LISTED RECORDS:
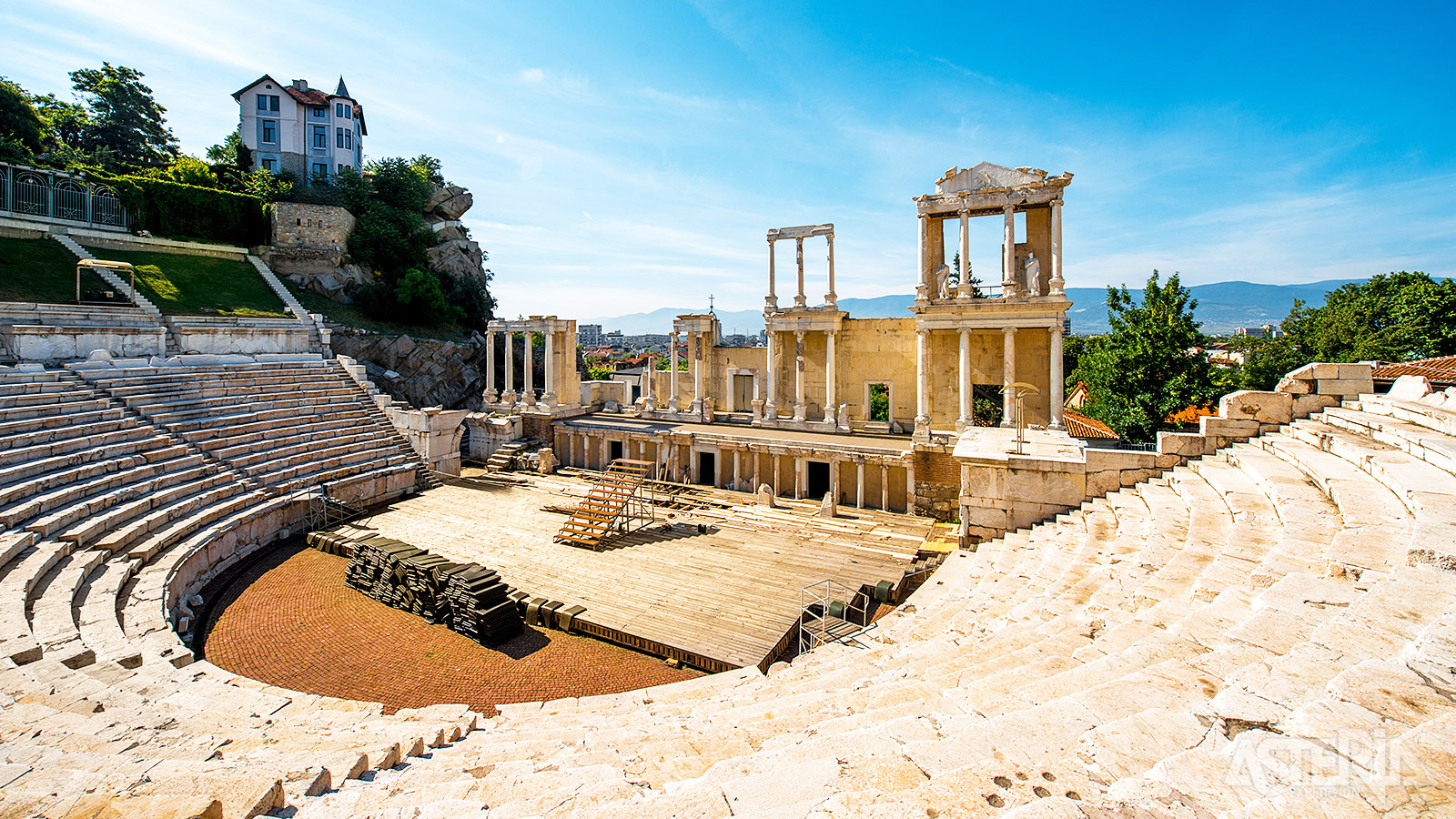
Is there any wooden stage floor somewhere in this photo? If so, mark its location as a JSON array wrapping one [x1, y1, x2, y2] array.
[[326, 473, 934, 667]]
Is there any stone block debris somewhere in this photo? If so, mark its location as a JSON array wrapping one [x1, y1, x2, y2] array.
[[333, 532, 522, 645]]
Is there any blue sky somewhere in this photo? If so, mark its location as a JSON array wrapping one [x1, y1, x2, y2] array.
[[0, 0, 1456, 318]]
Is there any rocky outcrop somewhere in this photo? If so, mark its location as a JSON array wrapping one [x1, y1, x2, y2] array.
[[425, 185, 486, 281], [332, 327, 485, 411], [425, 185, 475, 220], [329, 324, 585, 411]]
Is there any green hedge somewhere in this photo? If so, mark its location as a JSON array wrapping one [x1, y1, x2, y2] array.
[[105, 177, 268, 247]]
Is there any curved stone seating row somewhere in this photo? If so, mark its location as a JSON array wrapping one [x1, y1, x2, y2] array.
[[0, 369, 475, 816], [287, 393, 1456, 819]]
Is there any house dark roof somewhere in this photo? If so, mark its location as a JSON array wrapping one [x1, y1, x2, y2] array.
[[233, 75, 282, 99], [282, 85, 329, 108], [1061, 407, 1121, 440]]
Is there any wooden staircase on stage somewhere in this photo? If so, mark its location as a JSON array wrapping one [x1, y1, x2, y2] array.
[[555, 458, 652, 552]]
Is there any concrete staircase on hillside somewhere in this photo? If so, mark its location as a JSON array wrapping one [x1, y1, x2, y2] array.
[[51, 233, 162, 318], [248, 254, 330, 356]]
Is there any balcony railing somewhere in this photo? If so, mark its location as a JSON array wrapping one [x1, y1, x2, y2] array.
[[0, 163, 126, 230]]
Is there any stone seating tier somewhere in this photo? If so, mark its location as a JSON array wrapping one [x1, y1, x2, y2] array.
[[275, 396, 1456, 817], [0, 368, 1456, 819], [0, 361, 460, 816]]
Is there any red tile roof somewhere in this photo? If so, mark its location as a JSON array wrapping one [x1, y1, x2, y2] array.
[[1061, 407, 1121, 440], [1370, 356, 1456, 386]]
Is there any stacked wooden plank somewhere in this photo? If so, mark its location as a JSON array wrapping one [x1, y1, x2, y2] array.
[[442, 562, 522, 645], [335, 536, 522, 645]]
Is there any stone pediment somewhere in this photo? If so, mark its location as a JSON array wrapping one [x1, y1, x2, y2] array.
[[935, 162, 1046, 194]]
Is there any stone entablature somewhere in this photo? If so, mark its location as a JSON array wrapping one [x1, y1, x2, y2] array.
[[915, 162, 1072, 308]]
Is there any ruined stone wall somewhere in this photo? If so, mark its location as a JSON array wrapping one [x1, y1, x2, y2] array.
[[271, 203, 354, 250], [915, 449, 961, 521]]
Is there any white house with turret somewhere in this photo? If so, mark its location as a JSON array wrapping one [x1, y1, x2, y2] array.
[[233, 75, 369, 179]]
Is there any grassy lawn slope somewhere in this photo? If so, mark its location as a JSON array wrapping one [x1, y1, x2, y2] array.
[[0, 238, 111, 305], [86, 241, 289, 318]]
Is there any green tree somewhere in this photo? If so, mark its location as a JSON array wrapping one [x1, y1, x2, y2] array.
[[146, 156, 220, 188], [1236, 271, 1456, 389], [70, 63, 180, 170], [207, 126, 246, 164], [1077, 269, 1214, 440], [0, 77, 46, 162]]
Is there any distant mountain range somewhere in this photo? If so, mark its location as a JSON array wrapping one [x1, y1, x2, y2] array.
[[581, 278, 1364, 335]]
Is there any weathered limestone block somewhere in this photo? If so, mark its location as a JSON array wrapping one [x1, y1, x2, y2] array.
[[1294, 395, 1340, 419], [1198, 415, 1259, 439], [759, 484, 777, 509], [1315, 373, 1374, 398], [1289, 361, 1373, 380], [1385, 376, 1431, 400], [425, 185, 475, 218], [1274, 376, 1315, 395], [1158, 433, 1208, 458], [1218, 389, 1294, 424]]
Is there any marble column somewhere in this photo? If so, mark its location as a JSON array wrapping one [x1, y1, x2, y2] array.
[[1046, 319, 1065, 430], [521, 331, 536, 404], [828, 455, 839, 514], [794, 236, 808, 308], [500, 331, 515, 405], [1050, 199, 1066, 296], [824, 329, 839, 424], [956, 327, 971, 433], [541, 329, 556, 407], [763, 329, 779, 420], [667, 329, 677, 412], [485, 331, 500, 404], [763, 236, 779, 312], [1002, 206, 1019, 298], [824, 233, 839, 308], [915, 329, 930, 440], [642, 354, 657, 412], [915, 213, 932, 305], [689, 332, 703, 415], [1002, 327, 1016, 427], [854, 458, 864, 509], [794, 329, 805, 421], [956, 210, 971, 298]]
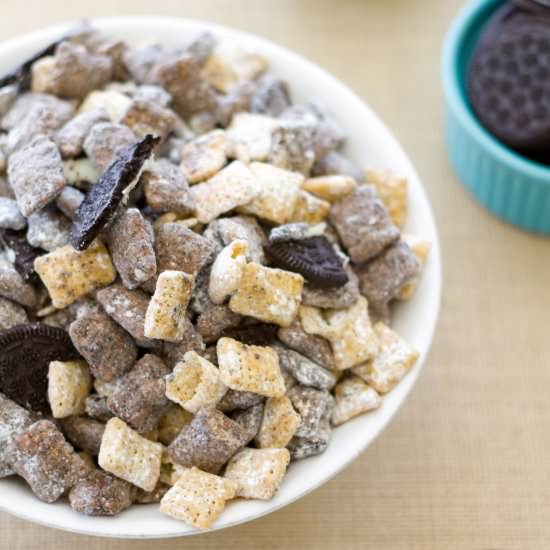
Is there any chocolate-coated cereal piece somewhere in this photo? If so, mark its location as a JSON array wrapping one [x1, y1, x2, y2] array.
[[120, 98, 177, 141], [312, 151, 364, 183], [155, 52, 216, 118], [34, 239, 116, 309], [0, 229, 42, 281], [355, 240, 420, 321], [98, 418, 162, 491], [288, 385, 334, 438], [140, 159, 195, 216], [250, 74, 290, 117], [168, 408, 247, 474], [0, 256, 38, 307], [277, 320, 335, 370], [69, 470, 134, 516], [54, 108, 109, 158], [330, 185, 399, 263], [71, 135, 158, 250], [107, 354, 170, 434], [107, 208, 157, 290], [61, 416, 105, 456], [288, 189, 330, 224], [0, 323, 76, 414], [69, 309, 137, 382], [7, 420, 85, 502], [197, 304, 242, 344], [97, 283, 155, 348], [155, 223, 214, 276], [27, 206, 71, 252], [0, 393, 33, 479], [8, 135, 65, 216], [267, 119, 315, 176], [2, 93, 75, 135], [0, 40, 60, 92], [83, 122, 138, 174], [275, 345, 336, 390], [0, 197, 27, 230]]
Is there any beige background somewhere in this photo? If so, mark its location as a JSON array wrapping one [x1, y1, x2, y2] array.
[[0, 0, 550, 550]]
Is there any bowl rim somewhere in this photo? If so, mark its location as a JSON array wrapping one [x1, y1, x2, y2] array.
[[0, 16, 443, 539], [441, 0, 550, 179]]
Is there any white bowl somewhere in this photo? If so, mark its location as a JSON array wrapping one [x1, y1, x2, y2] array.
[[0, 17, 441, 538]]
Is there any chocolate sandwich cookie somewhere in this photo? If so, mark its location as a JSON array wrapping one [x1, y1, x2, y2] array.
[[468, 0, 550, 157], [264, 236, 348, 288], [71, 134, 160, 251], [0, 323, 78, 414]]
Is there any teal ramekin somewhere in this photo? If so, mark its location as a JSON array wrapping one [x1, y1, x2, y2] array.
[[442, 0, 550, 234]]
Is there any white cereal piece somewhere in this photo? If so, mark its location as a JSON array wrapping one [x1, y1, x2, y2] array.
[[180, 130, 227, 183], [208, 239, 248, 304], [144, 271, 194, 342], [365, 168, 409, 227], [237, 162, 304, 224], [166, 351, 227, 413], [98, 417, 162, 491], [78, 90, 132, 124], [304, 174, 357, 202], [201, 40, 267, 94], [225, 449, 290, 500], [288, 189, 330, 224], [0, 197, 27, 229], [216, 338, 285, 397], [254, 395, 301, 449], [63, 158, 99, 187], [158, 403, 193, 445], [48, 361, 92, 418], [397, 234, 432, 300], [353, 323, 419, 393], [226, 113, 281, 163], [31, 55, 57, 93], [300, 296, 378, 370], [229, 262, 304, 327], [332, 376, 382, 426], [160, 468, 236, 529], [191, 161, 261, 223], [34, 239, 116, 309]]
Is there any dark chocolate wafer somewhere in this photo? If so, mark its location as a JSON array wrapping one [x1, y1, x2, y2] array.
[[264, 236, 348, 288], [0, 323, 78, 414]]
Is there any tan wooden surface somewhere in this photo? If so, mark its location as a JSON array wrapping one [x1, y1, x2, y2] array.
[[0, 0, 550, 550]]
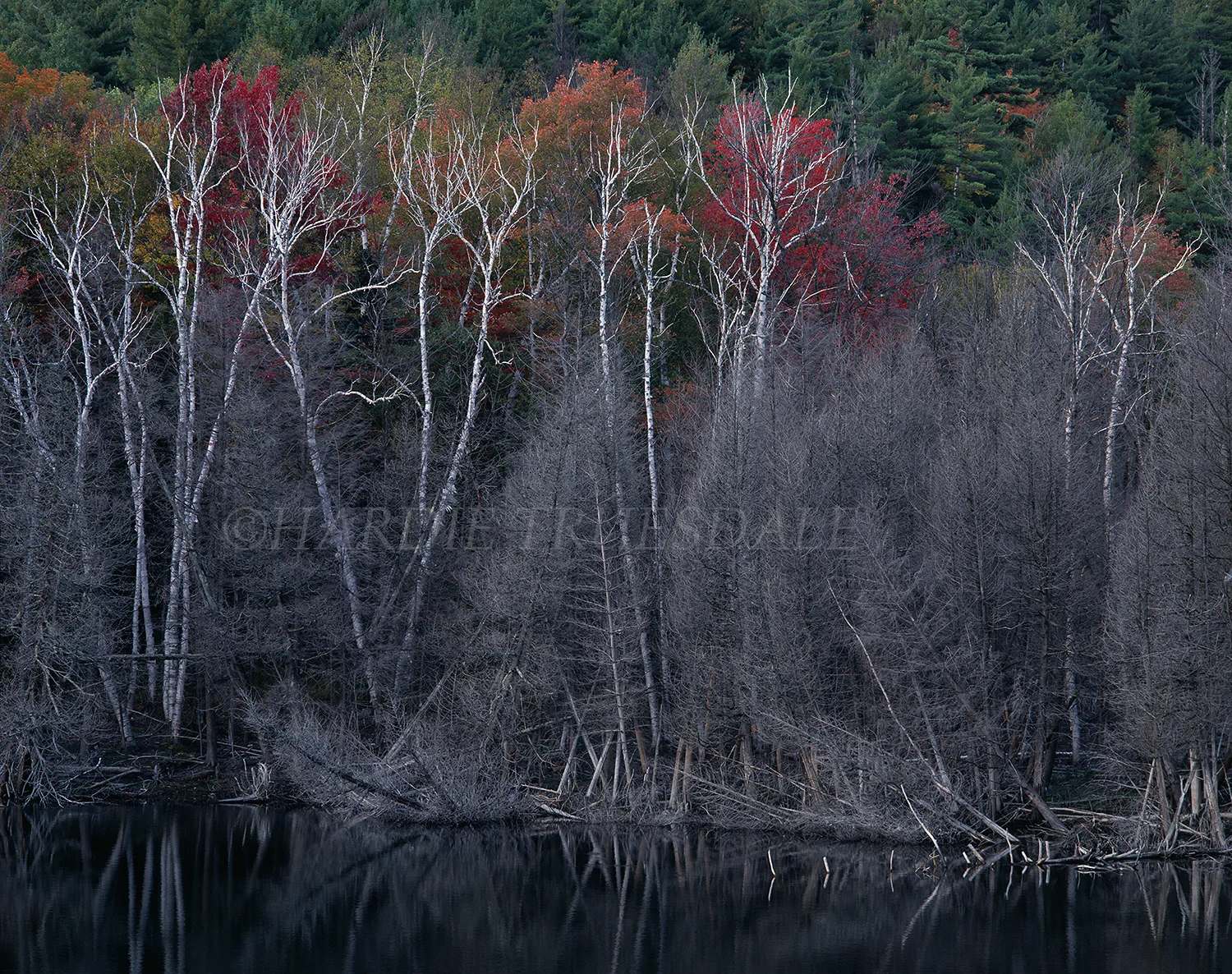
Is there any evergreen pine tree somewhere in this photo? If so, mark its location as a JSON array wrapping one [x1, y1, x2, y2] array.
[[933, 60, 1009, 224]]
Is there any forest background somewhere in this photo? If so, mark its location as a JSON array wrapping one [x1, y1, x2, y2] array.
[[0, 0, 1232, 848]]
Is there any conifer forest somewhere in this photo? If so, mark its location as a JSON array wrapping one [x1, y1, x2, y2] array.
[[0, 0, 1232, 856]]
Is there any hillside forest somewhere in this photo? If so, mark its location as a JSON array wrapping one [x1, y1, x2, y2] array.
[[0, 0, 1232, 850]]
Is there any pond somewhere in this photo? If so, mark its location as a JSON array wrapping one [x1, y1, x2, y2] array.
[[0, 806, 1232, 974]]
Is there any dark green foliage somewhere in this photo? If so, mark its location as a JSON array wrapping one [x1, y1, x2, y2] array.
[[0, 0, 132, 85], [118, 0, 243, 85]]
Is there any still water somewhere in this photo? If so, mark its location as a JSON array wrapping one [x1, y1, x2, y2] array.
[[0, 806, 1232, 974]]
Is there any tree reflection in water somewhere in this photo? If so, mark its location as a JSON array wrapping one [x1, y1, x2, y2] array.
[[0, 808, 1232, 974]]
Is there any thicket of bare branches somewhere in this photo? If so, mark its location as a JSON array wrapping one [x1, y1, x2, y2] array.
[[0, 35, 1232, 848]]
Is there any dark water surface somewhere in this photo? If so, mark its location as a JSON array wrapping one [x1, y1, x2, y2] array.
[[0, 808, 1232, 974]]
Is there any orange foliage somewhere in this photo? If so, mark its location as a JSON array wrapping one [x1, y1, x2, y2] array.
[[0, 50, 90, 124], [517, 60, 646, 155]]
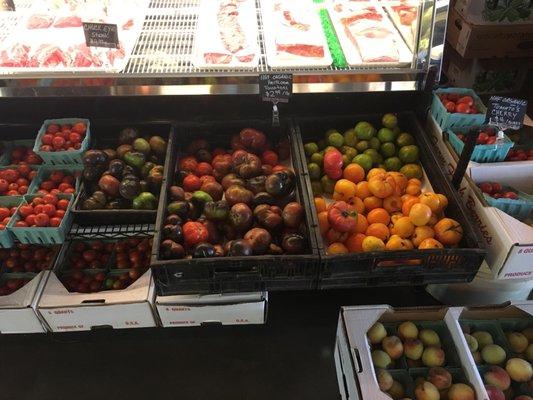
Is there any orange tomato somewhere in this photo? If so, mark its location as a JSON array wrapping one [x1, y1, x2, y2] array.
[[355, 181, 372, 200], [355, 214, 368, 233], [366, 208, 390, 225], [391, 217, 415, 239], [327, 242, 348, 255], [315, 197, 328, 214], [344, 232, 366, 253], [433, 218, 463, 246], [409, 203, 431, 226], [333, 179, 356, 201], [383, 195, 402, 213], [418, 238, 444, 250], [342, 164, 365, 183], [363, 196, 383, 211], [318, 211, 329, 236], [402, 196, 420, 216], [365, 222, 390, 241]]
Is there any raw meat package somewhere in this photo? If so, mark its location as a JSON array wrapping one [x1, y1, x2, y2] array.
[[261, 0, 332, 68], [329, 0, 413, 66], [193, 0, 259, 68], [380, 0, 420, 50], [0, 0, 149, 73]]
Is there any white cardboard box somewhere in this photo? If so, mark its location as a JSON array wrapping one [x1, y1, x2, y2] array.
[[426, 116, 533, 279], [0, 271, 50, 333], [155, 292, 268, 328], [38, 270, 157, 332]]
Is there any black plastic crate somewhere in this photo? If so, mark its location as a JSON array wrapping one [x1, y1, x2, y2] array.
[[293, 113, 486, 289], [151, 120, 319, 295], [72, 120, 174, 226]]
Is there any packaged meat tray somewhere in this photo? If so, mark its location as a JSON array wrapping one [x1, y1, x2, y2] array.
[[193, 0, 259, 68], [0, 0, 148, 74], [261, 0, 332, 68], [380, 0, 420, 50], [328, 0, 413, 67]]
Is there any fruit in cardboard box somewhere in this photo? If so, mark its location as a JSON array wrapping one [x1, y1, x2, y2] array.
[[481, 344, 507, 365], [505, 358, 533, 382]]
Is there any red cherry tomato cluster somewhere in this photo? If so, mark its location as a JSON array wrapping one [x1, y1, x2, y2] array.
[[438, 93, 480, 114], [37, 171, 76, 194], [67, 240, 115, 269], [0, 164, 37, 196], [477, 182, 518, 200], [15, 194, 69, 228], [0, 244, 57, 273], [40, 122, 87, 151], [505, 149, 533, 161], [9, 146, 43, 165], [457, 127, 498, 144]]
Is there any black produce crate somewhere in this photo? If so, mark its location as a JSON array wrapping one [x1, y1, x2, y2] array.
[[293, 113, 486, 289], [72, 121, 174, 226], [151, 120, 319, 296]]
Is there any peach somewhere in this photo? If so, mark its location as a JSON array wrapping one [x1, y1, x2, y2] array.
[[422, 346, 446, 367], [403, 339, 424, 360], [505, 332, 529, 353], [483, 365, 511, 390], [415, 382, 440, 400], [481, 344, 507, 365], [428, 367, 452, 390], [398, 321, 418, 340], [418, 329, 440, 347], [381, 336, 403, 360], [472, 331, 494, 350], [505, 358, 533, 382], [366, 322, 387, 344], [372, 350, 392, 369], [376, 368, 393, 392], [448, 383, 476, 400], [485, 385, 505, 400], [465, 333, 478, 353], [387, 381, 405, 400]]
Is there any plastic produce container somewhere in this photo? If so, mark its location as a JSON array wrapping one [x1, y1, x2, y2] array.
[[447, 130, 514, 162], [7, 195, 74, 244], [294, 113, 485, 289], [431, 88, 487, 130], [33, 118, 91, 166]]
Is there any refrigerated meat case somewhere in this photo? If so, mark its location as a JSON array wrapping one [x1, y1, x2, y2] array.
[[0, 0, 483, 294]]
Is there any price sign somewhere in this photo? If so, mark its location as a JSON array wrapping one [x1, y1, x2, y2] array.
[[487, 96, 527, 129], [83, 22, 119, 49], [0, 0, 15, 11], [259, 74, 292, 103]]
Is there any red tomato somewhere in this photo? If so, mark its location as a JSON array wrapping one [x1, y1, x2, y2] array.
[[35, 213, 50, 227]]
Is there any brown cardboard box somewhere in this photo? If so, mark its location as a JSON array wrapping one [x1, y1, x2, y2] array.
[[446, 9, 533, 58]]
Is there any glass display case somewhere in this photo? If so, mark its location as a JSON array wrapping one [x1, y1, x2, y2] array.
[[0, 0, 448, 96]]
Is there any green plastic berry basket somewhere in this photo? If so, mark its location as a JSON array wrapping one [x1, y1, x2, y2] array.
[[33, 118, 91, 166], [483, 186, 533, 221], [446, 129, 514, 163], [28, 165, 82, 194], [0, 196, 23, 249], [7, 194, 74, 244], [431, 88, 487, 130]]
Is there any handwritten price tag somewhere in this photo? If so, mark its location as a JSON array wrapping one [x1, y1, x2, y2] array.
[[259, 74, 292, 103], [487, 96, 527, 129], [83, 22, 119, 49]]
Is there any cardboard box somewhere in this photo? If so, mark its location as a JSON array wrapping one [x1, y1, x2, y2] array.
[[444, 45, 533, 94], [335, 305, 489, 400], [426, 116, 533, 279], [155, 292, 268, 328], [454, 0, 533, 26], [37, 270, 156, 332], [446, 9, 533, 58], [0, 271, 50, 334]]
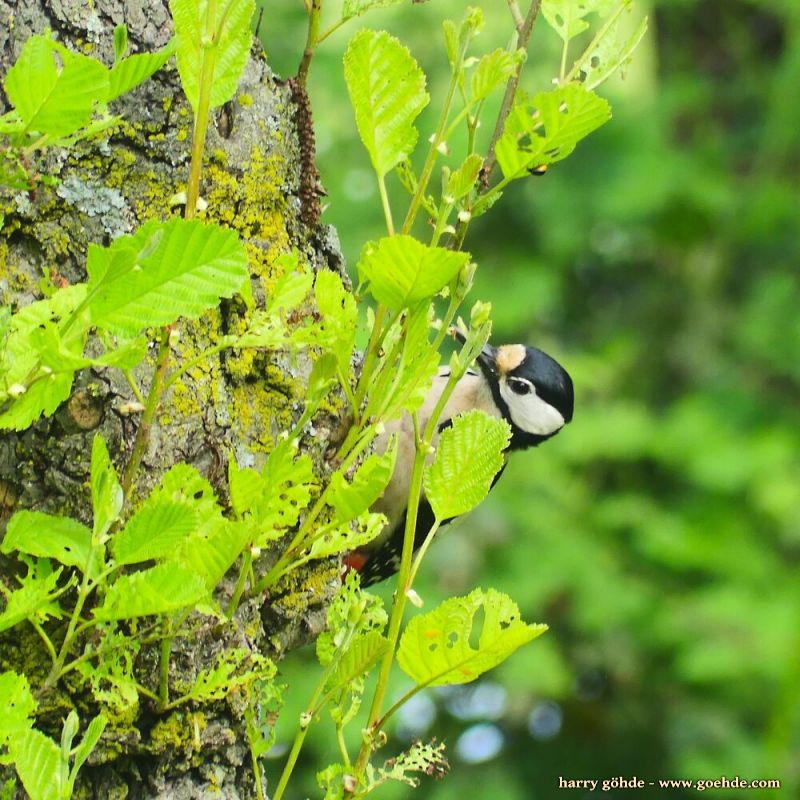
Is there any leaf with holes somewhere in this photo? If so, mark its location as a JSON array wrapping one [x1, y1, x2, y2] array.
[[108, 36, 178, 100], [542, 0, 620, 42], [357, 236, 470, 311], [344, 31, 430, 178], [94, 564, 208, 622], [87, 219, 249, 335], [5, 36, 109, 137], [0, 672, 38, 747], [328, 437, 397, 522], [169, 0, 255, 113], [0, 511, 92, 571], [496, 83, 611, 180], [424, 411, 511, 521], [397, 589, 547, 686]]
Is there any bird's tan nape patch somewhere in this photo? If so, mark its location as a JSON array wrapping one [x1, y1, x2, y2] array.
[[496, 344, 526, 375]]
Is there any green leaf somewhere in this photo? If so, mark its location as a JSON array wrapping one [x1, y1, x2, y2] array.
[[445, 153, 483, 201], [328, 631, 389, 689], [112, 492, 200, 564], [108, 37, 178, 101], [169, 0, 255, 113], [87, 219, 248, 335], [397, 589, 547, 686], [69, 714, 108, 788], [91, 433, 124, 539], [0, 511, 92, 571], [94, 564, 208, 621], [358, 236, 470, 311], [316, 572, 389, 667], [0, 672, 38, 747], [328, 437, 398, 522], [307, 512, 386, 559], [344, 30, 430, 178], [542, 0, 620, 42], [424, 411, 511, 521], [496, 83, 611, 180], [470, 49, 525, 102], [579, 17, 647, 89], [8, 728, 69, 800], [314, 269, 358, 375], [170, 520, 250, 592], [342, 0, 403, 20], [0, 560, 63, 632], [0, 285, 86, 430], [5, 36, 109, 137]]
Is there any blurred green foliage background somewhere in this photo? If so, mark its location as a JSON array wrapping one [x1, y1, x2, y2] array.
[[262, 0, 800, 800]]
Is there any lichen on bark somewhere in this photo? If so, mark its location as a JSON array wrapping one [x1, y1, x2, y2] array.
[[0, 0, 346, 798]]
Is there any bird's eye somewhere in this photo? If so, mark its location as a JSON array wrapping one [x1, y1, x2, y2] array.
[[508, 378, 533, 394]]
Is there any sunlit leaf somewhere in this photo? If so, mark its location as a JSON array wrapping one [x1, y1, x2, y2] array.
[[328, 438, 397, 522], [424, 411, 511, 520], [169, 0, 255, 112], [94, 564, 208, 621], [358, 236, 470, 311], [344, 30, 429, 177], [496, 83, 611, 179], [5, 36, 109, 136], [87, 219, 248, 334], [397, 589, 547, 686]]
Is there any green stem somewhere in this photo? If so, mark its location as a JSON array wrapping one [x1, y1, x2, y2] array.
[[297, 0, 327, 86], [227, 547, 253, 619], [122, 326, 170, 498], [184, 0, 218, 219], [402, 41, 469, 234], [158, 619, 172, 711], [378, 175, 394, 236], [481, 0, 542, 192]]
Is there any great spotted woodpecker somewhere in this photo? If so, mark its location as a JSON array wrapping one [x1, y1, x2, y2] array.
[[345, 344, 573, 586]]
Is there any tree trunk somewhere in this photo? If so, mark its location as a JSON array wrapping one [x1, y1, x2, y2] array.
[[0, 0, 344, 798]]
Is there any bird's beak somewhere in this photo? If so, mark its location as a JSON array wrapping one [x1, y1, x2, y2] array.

INSTRUCTIONS TO FOLLOW: Scale the data from its first line through the line containing "[[0, 369, 475, 816], [287, 393, 1456, 819]]", both included, and write out every line again, requests and all, with each bounding box coordinate in the answers multiplied by 2.1 and rounded to the nearest whole number, halves rounded up. Give only these lines and leave the pictures out.

SOLUTION TO THIS EXERCISE:
Is there any wooden stage floor somewhere in this photo? If so, mark its location as a JSON array wrapping one [x1, y1, x2, y2] array.
[[685, 993, 1961, 1401]]
Is there any stone block debris somewhere in this photo? If so, mark its location as a JSON array wrapping one [x1, y1, x2, y2] array.
[[699, 1117, 1096, 1355]]
Is there any blue sky somewhere in this photo? If so, mark its location as a JSON array wrapping one [x1, y1, x2, y2] array.
[[0, 0, 3058, 668]]
Is there any rocky outcrop somewhere in this photo? If so, mark its location as a JSON array wrapping one [x1, y1, x2, y2] array.
[[893, 389, 1021, 590], [697, 687, 1019, 863], [893, 389, 998, 462], [691, 680, 1229, 863]]
Is there any green hedge somewhere in this photo? If so, mark its location as a JSON array wrapping one [x1, y1, x2, y2] array.
[[221, 372, 563, 519]]
Is there any curved stone seating row somewhere in this photo? If so, mark its location as a JSON array wrapping one [x1, y1, x2, y2] array.
[[0, 775, 998, 1714], [603, 825, 3058, 1720]]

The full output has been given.